═════ Selected passage
In my experience as a professional and hobbyist programmer, OOP works well for large, coarse objects.[...]And it's not so much encapsulation or inheritance or classes as much as being able to send an arbitrary message to a "thing" and have it respond.
I share the appreciation of OOP for exactly this purpose. Are you aware of O'Haskell?

I was thinking of designing a language like that, but using some Turing-incomplete language (such as Epigram) instead of Haskell as a base. What an opportunity to clash dependent types with interactive logic types! If only I were smart enough to do that :-)

### You might like to learn Erlan

You might like to learn Erlang. I think you'd love it.

### Let's do the Timewarp again...

Given that the article that started this thread reminds me of the cheesy computer hobbyist magazines from the 80's, and most of the arguments about "OOP hype" harken back to the early 90's, I think LtU may have stepped into a timewarp.

To pull it back to the present, let me make this proposal: most of what we call OO is in fact just a set of techniques (or PL contructs) that allow for the organization of code and data into separate components with localized scope.

(As an aside, pace Joe Armstrong, there many cases where data structures and operations form a natural grouping, such as stacks and algebras)
══════════
═════ Recorded data
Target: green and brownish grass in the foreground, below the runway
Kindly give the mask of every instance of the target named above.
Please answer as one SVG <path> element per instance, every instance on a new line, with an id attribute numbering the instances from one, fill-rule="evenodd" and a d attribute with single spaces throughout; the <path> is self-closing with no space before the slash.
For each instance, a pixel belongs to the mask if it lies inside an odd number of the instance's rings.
══════════
▸ Action item: From the OOP discussion thread above, copy out the passage that begins at the words "You might like to learn Erlang." and stops after "into a timewarp.".

▸ Expected output:
You might like to learn Erlang. I think you'd love it.

### Let's do the Timewarp again...

Given that the article that started this thread reminds me of the cheesy computer hobbyist magazines from the 80's, and most of the arguments about "OOP hype" harken back to the early 90's, I think LtU may have stepped into a timewarp.